The process of completing the FAFSA application might be something you’ve complained about. If you haven’t complained about it yourself, it’s likely you’ve heard others mention as not their favorite thing to do on a Saturday night. Though difficult, it is a crucial step for college attendance each year. Sorry—it’s unavoidable! Doing your FAFSA early can be a huge benefit, it makes it a little easier to get motivated and start the process as soon as you can. Why is it so crucial to complete your FAFSA early each year? Here are the reasons why completing the FAFSA early each year are imperative to your financial future.

 

An early application means a better chance at more money.

If you do your FAFSA early, you’ll have a better chance at more federal financial aid or school financial aid. The FAFSA application can be submitted for the next year of college starting October 1. That sounds early, but the sooner you get it in the better your chances for getting financial aid. For example, some colleges award their aid on a first-come, first-serve basis. If you wait too long, the school’s available financial aid may have been awarded to other students that did the FAFSA sooner. The same applies for federal financial aid. Only so many funds are available, and the institutions can’t wait until the last minute to select who gets awarded the aid. They often dole out aid earlier in the window. Meaning the earlier your application is submitted the better chance you will have at receiving financial aid.

 

Get your Student Aid Report faster.

If you file closer to that October 1 deadline, your Student Aid Report will arrive sooner. This gives you a better idea of where you stand for aid awards faster. The faster you have that report, the sooner you can start planning for how you’ll pay for the rest of your upcoming academic year. Having more time to apply for loans or look for other forms of aid will take the weight off of your shoulders!

 

Skip the stress of procrastinating.

● **Extracted entries**:
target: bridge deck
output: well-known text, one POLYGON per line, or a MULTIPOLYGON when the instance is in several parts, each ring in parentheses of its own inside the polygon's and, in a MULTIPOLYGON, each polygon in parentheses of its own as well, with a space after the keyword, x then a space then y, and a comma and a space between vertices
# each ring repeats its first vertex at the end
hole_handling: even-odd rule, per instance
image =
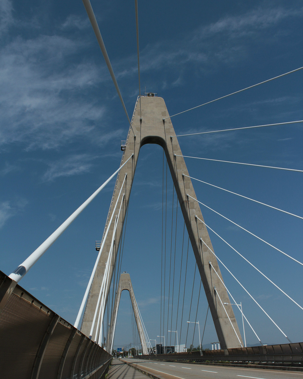
POLYGON ((107 379, 146 379, 148 377, 119 359, 113 359, 107 379))

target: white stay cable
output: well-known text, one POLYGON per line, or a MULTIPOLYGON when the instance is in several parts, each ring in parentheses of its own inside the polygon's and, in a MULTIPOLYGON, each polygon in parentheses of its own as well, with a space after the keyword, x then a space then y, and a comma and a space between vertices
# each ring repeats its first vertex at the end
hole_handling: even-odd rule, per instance
POLYGON ((229 322, 230 322, 230 324, 232 326, 232 327, 233 329, 233 331, 235 332, 235 334, 236 334, 236 336, 237 336, 237 338, 238 339, 238 340, 239 341, 239 342, 240 343, 240 345, 241 345, 241 347, 242 348, 243 347, 243 345, 241 343, 241 341, 240 340, 240 338, 239 338, 239 336, 237 334, 237 332, 236 331, 236 330, 235 330, 235 328, 234 327, 234 326, 233 325, 233 323, 232 322, 232 320, 229 318, 229 316, 228 316, 228 313, 226 312, 226 309, 225 309, 225 307, 223 305, 223 303, 222 302, 222 301, 221 300, 221 298, 220 297, 220 296, 219 296, 219 293, 217 291, 217 288, 215 287, 214 287, 214 291, 215 292, 216 292, 216 293, 217 294, 217 296, 219 298, 219 300, 220 300, 220 302, 222 304, 222 307, 223 309, 224 309, 224 311, 225 311, 225 313, 226 313, 226 315, 228 318, 228 319, 229 320, 229 322))
POLYGON ((139 61, 139 22, 138 19, 138 0, 135 0, 136 13, 136 31, 137 36, 137 54, 138 55, 138 74, 139 76, 139 101, 140 102, 140 119, 141 116, 141 89, 140 85, 140 63, 139 61))
MULTIPOLYGON (((123 198, 122 199, 122 201, 121 202, 121 204, 122 204, 123 202, 123 198)), ((117 216, 116 216, 116 218, 115 220, 115 226, 114 227, 113 233, 113 236, 112 238, 112 242, 110 244, 110 251, 109 251, 109 254, 108 257, 110 257, 111 252, 112 251, 112 246, 113 244, 113 241, 114 239, 115 232, 115 230, 116 230, 116 227, 117 227, 117 220, 118 220, 118 217, 117 217, 117 216)), ((104 291, 103 290, 104 287, 104 281, 106 280, 106 278, 107 277, 107 272, 109 266, 109 259, 108 258, 107 262, 105 264, 105 270, 104 271, 104 274, 103 275, 103 277, 102 280, 102 283, 101 284, 101 287, 100 287, 100 291, 99 292, 98 301, 97 302, 97 304, 96 306, 96 309, 95 311, 95 314, 94 315, 94 318, 93 319, 93 322, 92 323, 92 327, 91 328, 90 331, 90 334, 89 334, 90 337, 91 337, 92 335, 92 334, 93 330, 93 327, 95 326, 95 323, 96 321, 96 316, 97 312, 98 312, 98 309, 99 309, 99 305, 100 303, 100 300, 101 295, 102 296, 102 301, 103 300, 103 299, 104 297, 104 291)), ((95 340, 94 340, 95 341, 97 341, 97 337, 98 335, 98 331, 99 330, 99 323, 100 323, 100 322, 101 323, 101 324, 100 325, 100 335, 101 335, 101 333, 102 332, 102 320, 103 319, 103 318, 101 318, 101 317, 102 310, 102 306, 101 304, 101 305, 100 307, 100 309, 99 310, 99 315, 98 316, 98 321, 97 323, 97 327, 96 328, 96 333, 95 336, 95 340)), ((98 339, 98 340, 100 339, 99 337, 98 339)))
MULTIPOLYGON (((121 285, 120 286, 120 288, 121 288, 121 285)), ((117 316, 118 315, 118 308, 119 307, 119 304, 120 302, 120 294, 121 293, 120 289, 118 290, 118 298, 117 299, 117 302, 115 300, 115 303, 116 304, 117 306, 116 307, 116 309, 115 310, 115 314, 113 315, 113 328, 111 331, 111 334, 110 336, 110 344, 109 346, 110 347, 110 348, 109 350, 108 351, 110 354, 110 352, 111 352, 113 348, 113 340, 115 336, 115 333, 116 330, 116 323, 117 321, 117 316)))
MULTIPOLYGON (((124 195, 123 194, 122 196, 122 199, 121 200, 121 204, 120 205, 120 209, 119 211, 119 215, 120 214, 120 211, 121 210, 121 207, 122 204, 123 204, 123 200, 124 200, 124 195)), ((97 313, 98 312, 98 309, 99 309, 99 305, 100 304, 100 300, 101 298, 101 295, 103 293, 104 293, 104 286, 106 282, 107 282, 107 273, 109 271, 109 267, 110 263, 110 260, 112 258, 112 255, 113 251, 113 241, 115 240, 115 233, 117 230, 117 224, 118 224, 118 220, 119 218, 119 215, 118 216, 116 216, 115 218, 115 224, 114 224, 114 228, 113 228, 113 236, 112 238, 112 242, 110 244, 110 248, 109 251, 109 253, 108 257, 107 257, 107 260, 105 266, 105 270, 104 271, 104 274, 103 275, 103 277, 102 280, 102 282, 101 284, 101 287, 100 287, 100 291, 99 291, 99 296, 98 297, 98 300, 97 301, 97 304, 96 305, 96 309, 95 311, 95 314, 94 315, 93 318, 93 322, 92 323, 92 327, 90 329, 90 332, 89 335, 90 336, 92 336, 93 330, 94 327, 95 326, 95 323, 96 321, 96 318, 97 316, 97 313)), ((101 307, 100 307, 100 309, 101 307)), ((99 320, 98 320, 98 323, 99 323, 99 320)), ((97 327, 97 329, 96 331, 96 334, 98 332, 98 326, 97 327)), ((96 337, 95 337, 95 340, 96 340, 96 337)))
POLYGON ((145 338, 146 339, 146 341, 147 341, 148 344, 149 344, 149 345, 150 345, 150 348, 152 348, 152 346, 151 346, 151 341, 149 341, 149 339, 148 338, 148 335, 147 334, 147 332, 146 331, 146 329, 145 328, 145 326, 144 325, 144 323, 143 321, 143 319, 142 318, 142 316, 141 316, 141 314, 140 313, 140 310, 139 309, 139 308, 138 307, 138 305, 137 304, 137 301, 135 300, 135 294, 134 294, 134 291, 133 291, 132 290, 131 287, 131 290, 132 291, 132 295, 133 295, 133 296, 134 297, 134 299, 135 299, 135 302, 134 302, 135 304, 136 307, 137 308, 138 312, 138 315, 139 315, 139 317, 140 317, 140 319, 141 320, 141 322, 142 323, 142 326, 143 326, 143 327, 144 328, 144 330, 143 331, 145 331, 144 332, 144 335, 145 335, 145 338))
POLYGON ((149 340, 149 339, 148 337, 148 335, 147 334, 147 331, 146 331, 146 328, 145 328, 145 326, 144 325, 144 323, 143 321, 143 319, 142 318, 142 316, 141 316, 141 314, 140 312, 140 310, 139 310, 139 308, 138 306, 138 304, 137 303, 137 301, 136 301, 135 298, 135 294, 134 294, 134 291, 132 291, 132 292, 133 294, 133 296, 134 296, 134 298, 135 299, 135 303, 136 305, 136 307, 137 307, 137 312, 138 313, 139 316, 140 318, 140 319, 141 320, 141 323, 142 323, 143 327, 144 328, 143 332, 146 339, 145 343, 146 343, 147 342, 149 347, 150 347, 151 348, 152 348, 151 344, 151 341, 149 340))
POLYGON ((228 245, 230 247, 231 247, 231 248, 234 251, 235 251, 237 253, 237 254, 238 254, 239 255, 240 255, 240 256, 241 258, 243 258, 243 259, 244 259, 244 260, 246 261, 247 262, 247 263, 249 263, 250 265, 250 266, 252 266, 252 267, 253 267, 255 269, 255 270, 256 270, 256 271, 258 273, 259 273, 261 274, 261 275, 262 275, 263 276, 264 276, 264 277, 266 279, 267 279, 268 280, 269 282, 270 282, 272 283, 272 284, 273 284, 273 285, 274 285, 275 287, 276 287, 276 288, 278 288, 278 289, 280 291, 281 291, 281 292, 282 292, 282 293, 283 294, 285 295, 285 296, 286 296, 290 300, 291 300, 291 301, 293 303, 294 303, 295 304, 295 305, 297 305, 299 307, 299 308, 300 308, 301 309, 302 309, 302 310, 303 310, 303 308, 302 308, 302 307, 301 307, 301 306, 300 305, 300 304, 298 304, 298 303, 297 303, 296 301, 295 301, 293 299, 292 299, 290 297, 290 296, 289 296, 288 295, 287 295, 287 293, 286 293, 284 292, 284 291, 283 291, 283 290, 281 290, 280 288, 280 287, 278 287, 278 286, 277 286, 277 284, 276 284, 275 283, 274 283, 272 280, 271 280, 270 279, 269 279, 269 278, 267 277, 267 276, 266 276, 266 275, 265 275, 265 274, 263 274, 263 273, 262 272, 262 271, 260 271, 255 266, 254 266, 254 265, 253 265, 253 264, 252 263, 251 263, 251 262, 250 262, 249 261, 248 259, 247 259, 245 257, 244 257, 241 254, 240 254, 240 253, 239 253, 239 252, 237 250, 236 250, 236 249, 235 249, 234 247, 232 247, 232 246, 231 245, 230 245, 230 244, 228 243, 228 242, 227 242, 226 241, 224 238, 222 238, 222 237, 221 236, 219 236, 219 234, 218 234, 218 233, 216 233, 214 231, 214 230, 213 230, 213 229, 212 229, 211 227, 210 227, 209 226, 208 226, 208 225, 207 225, 205 223, 205 222, 204 222, 204 221, 202 221, 202 220, 200 220, 197 216, 196 216, 195 217, 198 220, 199 220, 201 221, 201 222, 202 222, 203 224, 204 224, 205 225, 205 226, 207 227, 208 227, 209 229, 210 229, 211 230, 212 232, 213 232, 213 233, 214 233, 214 234, 216 236, 218 236, 218 237, 219 237, 219 238, 220 238, 220 239, 222 240, 222 241, 224 242, 225 242, 226 244, 227 245, 228 245))
MULTIPOLYGON (((185 175, 184 175, 185 176, 185 175)), ((298 218, 300 218, 301 219, 303 219, 303 217, 301 217, 301 216, 297 216, 297 215, 294 215, 293 213, 290 213, 289 212, 287 212, 286 211, 283 211, 282 209, 280 209, 279 208, 276 208, 275 207, 272 207, 272 205, 269 205, 268 204, 265 204, 264 203, 261 203, 261 201, 258 201, 258 200, 255 200, 253 199, 250 199, 250 197, 247 197, 246 196, 243 196, 243 195, 240 195, 238 193, 236 193, 236 192, 233 192, 231 191, 228 191, 228 190, 225 190, 225 188, 221 188, 221 187, 218 187, 217 186, 215 186, 213 184, 211 184, 210 183, 208 183, 206 182, 204 182, 203 180, 200 180, 199 179, 196 179, 196 178, 193 178, 191 176, 189 176, 189 178, 190 178, 191 179, 194 179, 195 180, 197 180, 198 182, 200 182, 202 183, 204 183, 205 184, 208 184, 208 185, 211 186, 212 187, 214 187, 216 188, 219 188, 219 190, 223 190, 223 191, 226 191, 227 192, 229 192, 230 193, 232 193, 234 195, 237 195, 238 196, 239 196, 241 197, 243 197, 244 199, 246 199, 248 200, 251 200, 252 201, 254 201, 255 203, 258 203, 258 204, 261 204, 262 205, 266 205, 266 207, 268 207, 270 208, 272 208, 273 209, 275 209, 276 210, 280 211, 280 212, 282 212, 283 213, 286 213, 287 215, 290 215, 291 216, 294 216, 295 217, 297 217, 298 218)), ((194 199, 194 200, 196 200, 196 199, 194 199)))
POLYGON ((291 121, 287 122, 278 122, 278 124, 267 124, 265 125, 256 125, 255 126, 246 126, 242 128, 233 128, 232 129, 224 129, 222 130, 211 130, 210 132, 202 132, 199 133, 190 133, 189 134, 180 134, 178 136, 171 136, 171 138, 174 137, 184 137, 185 136, 195 136, 197 134, 207 134, 208 133, 218 133, 220 132, 229 132, 230 130, 241 130, 243 129, 252 129, 253 128, 262 128, 264 126, 274 126, 276 125, 286 125, 289 124, 298 124, 303 122, 303 120, 291 121))
MULTIPOLYGON (((106 267, 105 271, 104 272, 104 275, 103 276, 103 281, 102 284, 104 285, 104 287, 103 288, 103 293, 102 294, 102 298, 101 300, 101 305, 100 305, 100 310, 101 310, 101 317, 100 318, 100 322, 103 320, 103 317, 104 317, 104 313, 105 310, 105 305, 106 305, 106 295, 107 292, 107 289, 108 288, 109 282, 109 273, 110 273, 110 261, 112 260, 112 258, 113 255, 113 244, 114 241, 115 241, 115 236, 116 233, 116 231, 117 230, 117 227, 118 226, 118 222, 119 220, 119 218, 120 216, 120 213, 121 211, 121 208, 122 208, 122 204, 123 204, 123 200, 124 199, 124 195, 123 194, 123 196, 122 197, 122 199, 121 201, 121 204, 120 205, 120 208, 119 210, 119 213, 118 213, 118 216, 116 216, 116 221, 115 224, 115 227, 114 227, 113 231, 113 236, 112 238, 112 242, 110 244, 110 250, 109 253, 109 254, 108 257, 107 257, 107 262, 106 266, 106 267), (104 282, 104 278, 105 279, 105 281, 104 282), (104 287, 105 287, 105 289, 104 287)), ((96 308, 96 312, 98 309, 98 307, 96 308)), ((100 328, 101 329, 101 328, 100 328)), ((98 331, 97 329, 96 329, 96 338, 97 332, 98 331)))
POLYGON ((134 154, 132 154, 131 157, 130 157, 124 163, 122 164, 121 167, 119 167, 118 170, 116 170, 107 180, 104 182, 103 184, 99 187, 98 189, 96 191, 95 191, 93 194, 90 196, 87 200, 85 201, 82 205, 80 205, 68 218, 67 218, 64 222, 61 224, 59 228, 56 229, 48 238, 47 238, 44 242, 40 245, 39 247, 36 249, 32 253, 24 262, 22 263, 21 265, 19 265, 17 268, 9 276, 9 277, 11 279, 18 283, 26 273, 28 272, 28 270, 31 268, 41 258, 46 251, 53 244, 61 235, 64 230, 78 217, 82 211, 95 199, 98 194, 104 188, 109 182, 112 179, 116 174, 119 172, 124 165, 126 164, 127 161, 131 159, 133 155, 134 154))
POLYGON ((92 26, 93 27, 93 29, 96 36, 96 37, 97 38, 97 41, 98 41, 99 45, 100 46, 100 48, 101 49, 101 51, 102 52, 102 54, 103 54, 103 57, 104 60, 105 60, 105 62, 106 63, 106 65, 107 66, 107 68, 109 71, 109 73, 110 74, 110 76, 112 77, 112 79, 113 80, 113 84, 115 85, 115 86, 116 88, 116 90, 117 90, 118 96, 119 96, 119 98, 120 99, 120 100, 122 104, 122 106, 123 106, 123 109, 124 110, 124 111, 125 112, 125 114, 126 115, 127 120, 128 120, 128 122, 129 123, 129 125, 131 126, 131 127, 132 128, 132 132, 134 133, 134 135, 135 136, 135 133, 133 130, 132 127, 131 120, 129 119, 129 117, 128 117, 128 114, 127 114, 127 111, 126 111, 126 108, 125 108, 124 102, 123 101, 123 99, 122 99, 122 96, 121 94, 121 92, 120 92, 120 90, 119 89, 119 86, 116 79, 116 77, 115 76, 112 67, 112 65, 110 64, 109 58, 107 55, 107 53, 106 51, 106 49, 105 48, 105 45, 104 45, 104 42, 103 42, 102 36, 101 35, 101 33, 100 32, 100 30, 99 28, 98 24, 97 22, 97 20, 96 19, 96 17, 95 16, 95 14, 94 14, 93 8, 92 8, 92 5, 90 4, 90 2, 89 0, 82 0, 82 1, 83 2, 83 4, 84 5, 85 10, 87 13, 87 15, 89 16, 89 20, 90 21, 92 26))
POLYGON ((255 167, 265 167, 266 168, 274 168, 277 170, 285 170, 286 171, 295 171, 298 172, 303 172, 303 170, 297 170, 293 168, 285 168, 284 167, 276 167, 274 166, 266 166, 263 164, 253 164, 252 163, 244 163, 241 162, 231 162, 229 161, 222 161, 219 159, 210 159, 209 158, 201 158, 199 157, 188 157, 187 155, 178 155, 174 154, 175 157, 183 157, 185 158, 194 158, 194 159, 203 159, 205 161, 213 161, 213 162, 224 162, 226 163, 235 163, 236 164, 244 164, 244 166, 255 166, 255 167))
MULTIPOLYGON (((184 176, 187 176, 187 175, 185 175, 185 174, 184 174, 184 176)), ((190 177, 189 176, 188 177, 189 178, 190 177)), ((300 261, 297 260, 297 259, 295 259, 292 257, 291 257, 290 255, 289 255, 288 254, 286 254, 286 253, 284 253, 283 251, 282 251, 282 250, 280 250, 277 247, 276 247, 275 246, 273 246, 273 245, 271 244, 268 242, 266 242, 266 241, 264 241, 264 240, 263 240, 261 238, 260 238, 259 237, 258 237, 258 236, 256 235, 255 234, 254 234, 253 233, 252 233, 251 232, 250 232, 249 230, 248 230, 247 229, 245 229, 245 228, 243 228, 242 227, 238 225, 238 224, 236 224, 236 222, 234 222, 233 221, 232 221, 231 220, 230 220, 229 218, 227 218, 227 217, 225 217, 225 216, 223 216, 223 215, 221 215, 221 213, 219 213, 219 212, 217 212, 216 211, 215 211, 214 210, 214 209, 213 209, 212 208, 211 208, 210 207, 208 207, 207 205, 206 205, 206 204, 204 204, 203 203, 202 203, 201 202, 199 202, 200 204, 202 204, 202 205, 204 205, 204 207, 206 207, 207 208, 208 208, 208 209, 210 209, 210 210, 212 211, 213 212, 214 212, 215 213, 216 213, 217 215, 219 215, 219 216, 221 216, 222 217, 223 217, 223 218, 225 218, 225 220, 227 220, 228 221, 230 221, 231 222, 232 222, 233 224, 234 224, 234 225, 236 225, 237 226, 238 226, 239 228, 241 228, 241 229, 243 229, 243 230, 245 230, 246 232, 247 232, 248 233, 249 233, 249 234, 251 234, 252 236, 253 236, 254 237, 255 237, 256 238, 257 238, 258 240, 259 240, 260 241, 261 241, 263 242, 264 242, 264 243, 266 244, 267 245, 268 245, 269 246, 270 246, 271 247, 273 247, 273 249, 276 250, 277 251, 278 251, 280 252, 282 254, 284 254, 284 255, 286 255, 286 257, 288 257, 289 258, 290 258, 291 259, 292 259, 295 262, 297 262, 297 263, 298 263, 300 265, 301 265, 301 266, 303 266, 303 263, 302 263, 301 262, 300 262, 300 261)))
POLYGON ((233 277, 234 278, 234 279, 235 279, 237 281, 237 282, 241 286, 241 287, 242 287, 242 288, 243 289, 243 290, 244 290, 245 291, 245 292, 246 293, 247 293, 247 294, 249 295, 249 296, 253 300, 253 301, 257 304, 257 305, 258 306, 258 307, 259 307, 260 308, 260 309, 261 309, 264 312, 264 313, 266 315, 266 316, 267 316, 267 317, 268 317, 268 318, 272 321, 272 322, 275 325, 275 326, 278 328, 278 329, 281 332, 281 333, 282 334, 283 334, 283 335, 284 336, 284 337, 286 337, 286 338, 287 338, 287 339, 289 341, 289 342, 291 343, 292 343, 292 341, 291 341, 291 340, 289 339, 289 338, 287 337, 287 336, 284 333, 284 332, 283 331, 283 330, 281 329, 281 328, 279 327, 278 326, 278 325, 277 324, 276 324, 276 323, 275 322, 275 321, 273 321, 273 319, 271 318, 271 317, 269 316, 269 315, 268 315, 268 313, 266 313, 266 312, 265 312, 265 311, 263 309, 263 308, 262 307, 261 307, 261 306, 260 305, 260 304, 259 304, 259 303, 255 299, 255 298, 250 294, 249 293, 249 291, 245 288, 245 287, 241 284, 241 283, 239 281, 239 280, 238 280, 238 279, 237 279, 237 278, 235 276, 235 275, 234 275, 234 274, 232 273, 232 272, 227 268, 224 265, 224 264, 223 263, 223 262, 219 258, 218 258, 217 257, 217 256, 214 254, 214 252, 211 250, 211 249, 210 248, 210 247, 209 247, 209 246, 207 244, 205 243, 204 242, 204 241, 203 241, 203 240, 202 240, 202 238, 200 238, 200 241, 202 241, 203 243, 204 243, 204 244, 205 245, 205 246, 206 246, 206 247, 208 249, 208 250, 210 251, 211 252, 213 253, 213 255, 214 255, 214 256, 217 258, 217 260, 218 260, 219 261, 219 262, 220 262, 220 263, 221 263, 221 265, 222 265, 223 266, 223 267, 224 267, 226 269, 229 273, 230 274, 230 275, 233 277))
MULTIPOLYGON (((130 157, 128 158, 128 159, 127 159, 127 160, 126 161, 125 163, 123 163, 123 164, 122 164, 122 165, 119 169, 119 170, 121 169, 124 166, 124 165, 127 163, 127 161, 129 160, 129 159, 131 159, 133 155, 132 154, 132 155, 131 157, 130 157)), ((123 188, 123 186, 124 185, 124 182, 125 181, 125 179, 126 179, 127 176, 127 174, 126 173, 125 176, 124 177, 124 180, 123 180, 123 183, 122 183, 122 184, 121 186, 121 189, 120 190, 120 192, 119 193, 119 195, 118 196, 118 199, 117 199, 117 201, 116 203, 116 204, 115 204, 113 210, 113 213, 112 215, 112 217, 110 218, 110 220, 109 222, 109 223, 108 224, 109 226, 107 227, 107 229, 106 229, 106 231, 104 236, 104 238, 103 239, 102 243, 101 245, 101 246, 100 247, 100 251, 99 252, 99 254, 98 254, 98 256, 97 257, 97 259, 96 260, 96 262, 95 263, 95 266, 94 266, 94 268, 93 269, 93 271, 92 272, 92 274, 90 276, 90 278, 89 280, 89 283, 88 284, 87 284, 87 287, 86 287, 86 290, 85 291, 85 293, 84 294, 84 296, 83 297, 83 299, 82 300, 82 302, 81 303, 81 305, 80 307, 80 309, 79 310, 79 312, 78 313, 78 315, 77 316, 77 318, 76 319, 76 321, 74 325, 74 326, 75 326, 75 327, 77 329, 78 329, 78 326, 79 326, 79 322, 80 322, 80 319, 82 315, 82 313, 83 312, 83 310, 84 310, 84 306, 85 305, 85 304, 86 302, 86 300, 87 298, 87 296, 89 296, 89 292, 90 289, 90 286, 92 285, 92 283, 93 282, 93 277, 95 276, 95 273, 96 272, 96 270, 97 269, 97 267, 98 265, 98 263, 99 262, 99 261, 100 259, 100 257, 101 256, 101 253, 102 252, 102 250, 103 249, 103 247, 104 246, 104 244, 105 243, 105 240, 106 239, 106 237, 107 236, 107 234, 108 233, 109 231, 109 226, 112 223, 112 221, 113 218, 113 217, 114 213, 115 213, 115 210, 116 210, 116 208, 117 207, 117 206, 118 205, 118 201, 119 200, 119 199, 120 198, 120 196, 121 194, 121 192, 122 192, 122 188, 123 188)))
MULTIPOLYGON (((202 240, 202 238, 200 238, 200 240, 201 240, 201 241, 202 241, 202 242, 203 242, 203 243, 204 243, 204 244, 205 244, 205 242, 204 242, 204 241, 203 241, 203 240, 202 240)), ((212 265, 212 263, 211 263, 211 262, 209 262, 209 264, 210 264, 210 266, 211 266, 211 267, 212 267, 213 268, 213 270, 214 270, 214 271, 215 272, 215 273, 216 273, 216 274, 217 274, 217 276, 219 278, 219 279, 220 279, 220 281, 222 283, 222 284, 224 286, 224 287, 225 288, 225 290, 226 290, 226 291, 227 291, 227 292, 228 292, 228 293, 229 294, 229 295, 230 295, 230 297, 231 297, 231 298, 232 298, 232 299, 233 300, 233 301, 234 302, 235 302, 235 304, 236 304, 236 305, 237 306, 237 307, 238 307, 238 309, 239 309, 239 310, 240 311, 240 312, 241 312, 241 314, 242 314, 242 316, 243 316, 243 317, 244 317, 244 318, 245 319, 246 319, 246 321, 247 321, 247 324, 249 324, 249 326, 250 326, 250 328, 253 331, 253 332, 254 332, 254 333, 255 334, 255 335, 256 336, 256 337, 257 337, 257 338, 258 338, 258 341, 259 341, 259 342, 260 342, 260 343, 261 344, 261 345, 262 345, 262 346, 263 346, 263 343, 262 343, 262 342, 261 342, 261 340, 260 339, 260 338, 259 338, 259 337, 258 337, 258 335, 257 335, 257 334, 256 334, 256 332, 255 332, 255 330, 254 330, 254 329, 253 329, 253 327, 252 327, 252 326, 251 326, 251 325, 250 325, 250 323, 249 323, 249 321, 248 320, 248 319, 247 319, 247 318, 246 318, 246 316, 245 316, 245 315, 244 314, 244 313, 243 313, 243 312, 242 312, 242 310, 241 309, 241 308, 240 308, 240 307, 239 307, 239 305, 238 305, 238 303, 237 303, 237 302, 236 302, 236 300, 235 300, 235 299, 233 297, 233 295, 232 295, 232 294, 231 294, 231 293, 230 293, 230 291, 228 291, 228 289, 227 289, 227 287, 226 287, 226 285, 225 285, 225 284, 224 284, 224 282, 223 282, 223 280, 222 280, 222 279, 221 279, 221 278, 220 278, 220 276, 219 275, 219 274, 218 274, 218 273, 217 272, 217 271, 216 271, 216 270, 215 269, 215 268, 214 268, 214 266, 213 266, 213 265, 212 265)))
POLYGON ((239 93, 239 92, 242 92, 243 91, 245 91, 246 89, 249 89, 249 88, 252 88, 254 87, 256 87, 257 86, 259 86, 260 84, 263 84, 264 83, 267 83, 268 81, 270 81, 271 80, 273 80, 275 79, 277 79, 278 78, 281 78, 283 76, 285 76, 285 75, 288 75, 289 74, 295 72, 296 71, 298 71, 299 70, 301 70, 302 69, 303 69, 303 67, 300 67, 298 69, 296 69, 295 70, 293 70, 292 71, 289 71, 288 72, 286 72, 285 74, 282 74, 281 75, 279 75, 278 76, 276 76, 274 78, 272 78, 271 79, 269 79, 267 80, 264 80, 264 81, 261 81, 261 83, 258 83, 257 84, 254 84, 253 86, 250 86, 249 87, 247 87, 246 88, 243 88, 243 89, 240 89, 239 91, 236 91, 235 92, 233 92, 232 93, 229 94, 228 95, 225 95, 225 96, 222 96, 221 97, 218 97, 218 99, 216 99, 214 100, 212 100, 211 101, 208 101, 207 103, 204 103, 204 104, 201 104, 200 105, 194 106, 193 108, 191 108, 190 109, 188 109, 186 111, 183 111, 183 112, 180 112, 179 113, 176 113, 176 114, 173 114, 172 116, 169 116, 168 117, 165 117, 165 118, 163 119, 163 120, 166 120, 166 119, 168 118, 171 118, 171 117, 173 117, 174 116, 176 116, 178 114, 181 114, 182 113, 185 113, 185 112, 188 112, 188 111, 191 111, 193 109, 196 109, 196 108, 199 108, 200 106, 202 106, 203 105, 206 105, 207 104, 210 104, 211 103, 213 103, 214 101, 216 101, 217 100, 220 100, 221 99, 224 99, 225 97, 227 97, 229 96, 231 96, 232 95, 234 95, 235 94, 239 93))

● **Written problem A**:
Turn the rows, from their first line through the line containing "POLYGON ((107 379, 146", into a JSON list of strings with one string per line and no blank lines. Leave the pictures out.
● **Written problem B**:
Go on with the FAFSA article from the point where it stops.
The FAFSA article and the rows have nothing to do with each other.

● **Expected answer A**:
[
  "target: bridge deck",
  "output: well-known text, one POLYGON per line, or a MULTIPOLYGON when the instance is in several parts, each ring in parentheses of its own inside the polygon's and, in a MULTIPOLYGON, each polygon in parentheses of its own as well, with a space after the keyword, x then a space then y, and a comma and a space between vertices",
  "# each ring repeats its first vertex at the end",
  "hole_handling: even-odd rule, per instance",
  "image =",
  "POLYGON ((107 379, 146 379, 148 377, 119 359, 113 359, 107 379))"
]

● **Expected answer B**:
Get it out of the way! There are so many things that you have to do to prep each semester. From registering for classes to picking up housewares and finding a roommate to getting your parking permit. Preparing for the upcoming academic year can usually mean a long to-do list. Plus, you will be wrapping up the previous semester. Do you really want to be worrying about FAFSA when you’re trying to study for exams? Not a chance! You don’t want to be overwhelmed with the amount of work it takes to complete the FAFSA. Be wise and get it out of the way and clear yourself up for focusing on other tasks.

 

These deadlines are real.

There’s not a lot of leniency if you don’t get your FAFSA done in time. Those deadlines are serious, and even being a little late could mean that you’re not eligible at all. Yikes! You don’t want to miss out on aid that could have saved you money on student loans just because you flaked on the application process. Plan ahead and get it done.

 

Other FAFSA Tips

  • Even if you don’t think you’ll qualify for aid, it’s still a good idea to complete the application. Some schools have increased their income levels for aid. The application may be required to qualify for other types of scholarships at some colleges.
  • You generally have until the end of June to file, but some states and schools have earlier deadlines. Know what those deadlines are so that you’re not kicking yourself later!
  • Does your school use the CSS Profile? That’s an additional application required by 400 major colleges and it’s just as important as FAFSA. Check with your financial aid office to verify.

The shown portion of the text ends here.